> Work instructions
List every distribution class from the pymc3 module that the sample code in the mixture model post calls.

> Selection
★ ★ ★ ★
I’ve extended this model to have a triangle_name variable that comes from a mixture of categorical variables. I’ve defined this mixture very similarly to the triangle mixture. To make things simple, I made triangle=0., rather than defining it as a random variable. I expected everything to go well, but I get an error about bad initial energy for that value of triangle. When triangle=1., the sampler works.
Here is some sample code.

pTri_given_on = 1.
pTri_given_not_on = .7
tri_delta_on = pTri_given_on - pTri_given_not_on
tri_name_giv_tri_on_dist = numpy.array([.4, .4, .2])
tri_name_giv_tri_not_on_dist = numpy.array([.2,.3, .5])

n = 1000
NA_ENCODING = -10
with pymc3.Model() as model:
   
   NA = pymc3.Constant.dist(c=NA_ENCODING)

   # On 
   pOn = pymc3.Beta('pOn', alpha=on_count, beta=(schema_count - on_count))
   on = pymc3.Bernoulli('on', p=pOn)

   triangle = 0.
   triangle_name_mixture_weights = [on * triangle, (1. - on) * triangle, on * (1. - triangle) + (1. - on) * (1. - triangle)]
   tri_name_given_tri_and_on = pymc3.Categorical.dist(p=tri_name_giv_tri_on_dist)
   tri_name_given_tri_and_not_on = pymc3.Categorical.dist(p=tri_name_giv_tri_not_on_dist)
   triangle_name = pymc3.Mixture('triangle_name', w=triangle_name_mixture_weights, \
                                 comp_dists=[tri_name_given_tri_and_on, tri_name_given_tri_and_not_on, NA], \
                                 shape=1, testval=0., dtype="int64")
   res=pymc.sample(n)

This code generates the following error:

Multiprocess sampling (2 chains in 2 jobs)
★ ★ ★ ★
> Dataset excerpts
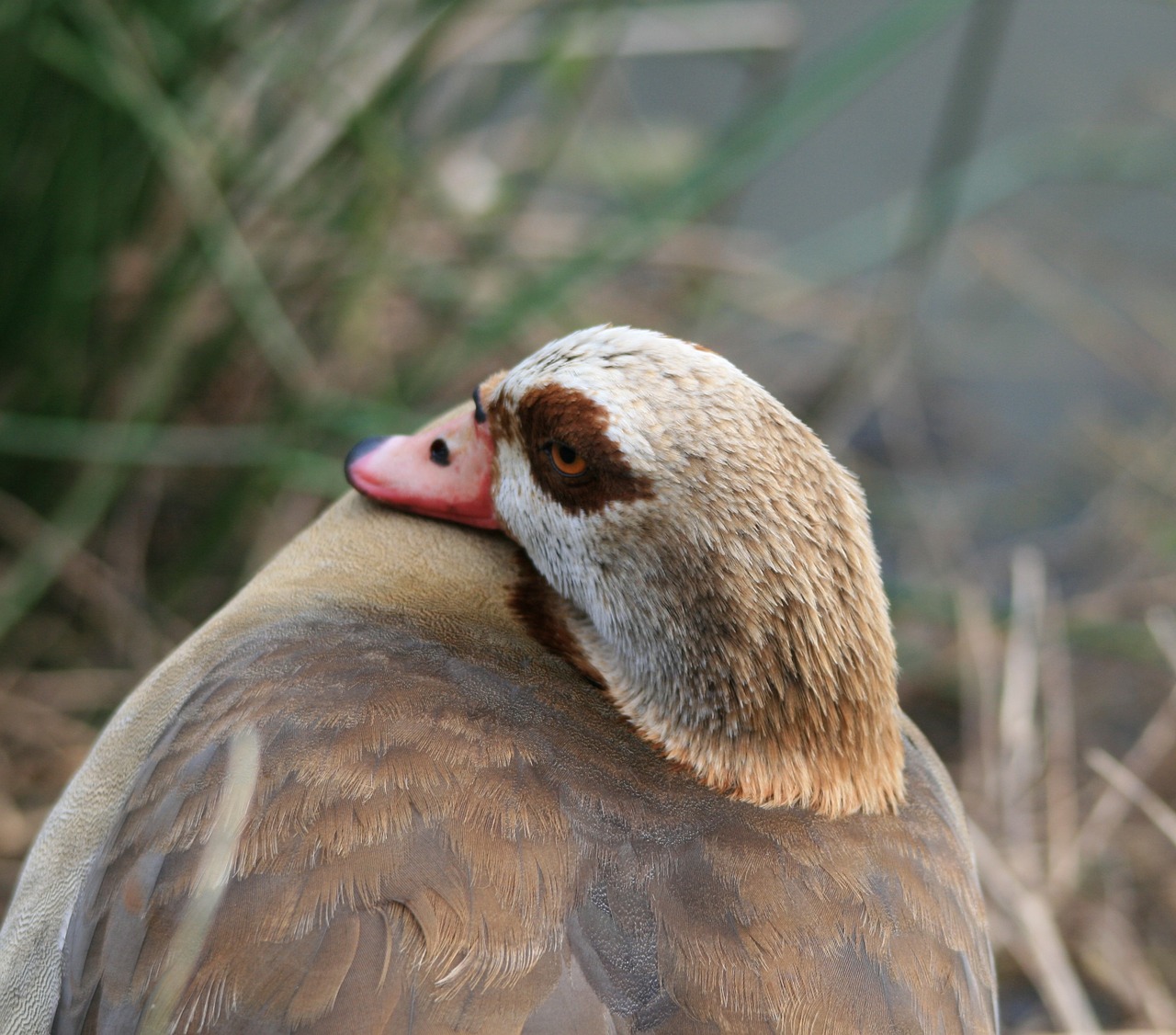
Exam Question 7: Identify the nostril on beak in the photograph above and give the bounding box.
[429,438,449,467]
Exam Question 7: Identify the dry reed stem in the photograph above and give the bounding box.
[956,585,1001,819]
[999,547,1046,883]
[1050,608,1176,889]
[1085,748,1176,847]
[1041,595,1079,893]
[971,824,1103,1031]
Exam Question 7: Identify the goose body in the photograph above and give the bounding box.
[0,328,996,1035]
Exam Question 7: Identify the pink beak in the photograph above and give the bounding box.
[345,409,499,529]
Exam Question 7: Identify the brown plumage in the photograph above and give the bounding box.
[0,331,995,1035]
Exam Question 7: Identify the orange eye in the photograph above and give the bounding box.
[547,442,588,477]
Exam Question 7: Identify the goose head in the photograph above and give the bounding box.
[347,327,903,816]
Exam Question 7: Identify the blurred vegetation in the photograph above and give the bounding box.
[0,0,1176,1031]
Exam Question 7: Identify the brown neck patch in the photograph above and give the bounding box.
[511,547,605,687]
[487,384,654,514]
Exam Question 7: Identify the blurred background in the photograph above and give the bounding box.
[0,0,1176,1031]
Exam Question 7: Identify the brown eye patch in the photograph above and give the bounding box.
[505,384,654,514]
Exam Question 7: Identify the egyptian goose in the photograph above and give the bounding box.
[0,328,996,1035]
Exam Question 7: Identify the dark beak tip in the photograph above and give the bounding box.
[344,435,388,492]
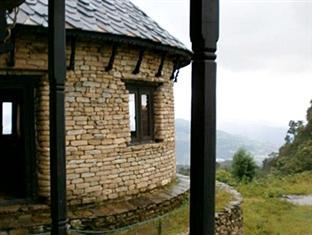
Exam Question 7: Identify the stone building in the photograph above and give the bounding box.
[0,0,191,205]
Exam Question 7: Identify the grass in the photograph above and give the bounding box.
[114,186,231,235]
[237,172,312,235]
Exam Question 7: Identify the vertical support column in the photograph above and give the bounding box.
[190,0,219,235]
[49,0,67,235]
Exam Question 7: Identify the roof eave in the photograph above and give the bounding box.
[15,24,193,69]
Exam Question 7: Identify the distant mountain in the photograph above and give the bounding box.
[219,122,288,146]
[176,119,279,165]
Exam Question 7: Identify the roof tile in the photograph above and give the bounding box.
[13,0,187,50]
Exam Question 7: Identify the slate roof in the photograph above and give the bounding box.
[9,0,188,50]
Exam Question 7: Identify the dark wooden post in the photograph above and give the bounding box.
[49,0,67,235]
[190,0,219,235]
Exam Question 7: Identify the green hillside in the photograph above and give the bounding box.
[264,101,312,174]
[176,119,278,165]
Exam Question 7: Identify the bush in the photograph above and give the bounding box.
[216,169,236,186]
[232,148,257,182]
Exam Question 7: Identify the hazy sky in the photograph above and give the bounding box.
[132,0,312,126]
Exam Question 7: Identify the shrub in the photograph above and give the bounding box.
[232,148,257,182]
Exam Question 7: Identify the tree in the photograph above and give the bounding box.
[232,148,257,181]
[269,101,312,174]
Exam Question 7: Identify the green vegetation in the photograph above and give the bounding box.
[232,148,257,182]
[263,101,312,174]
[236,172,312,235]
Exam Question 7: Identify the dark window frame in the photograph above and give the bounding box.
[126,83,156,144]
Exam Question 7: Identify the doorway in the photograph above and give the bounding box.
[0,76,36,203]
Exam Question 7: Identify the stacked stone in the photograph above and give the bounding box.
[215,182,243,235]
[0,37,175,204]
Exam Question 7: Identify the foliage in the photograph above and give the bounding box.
★ ★ ★ ★
> Exercise response
pymc3.Constant, pymc3.Beta, pymc3.Bernoulli, pymc3.Categorical, pymc3.Mixture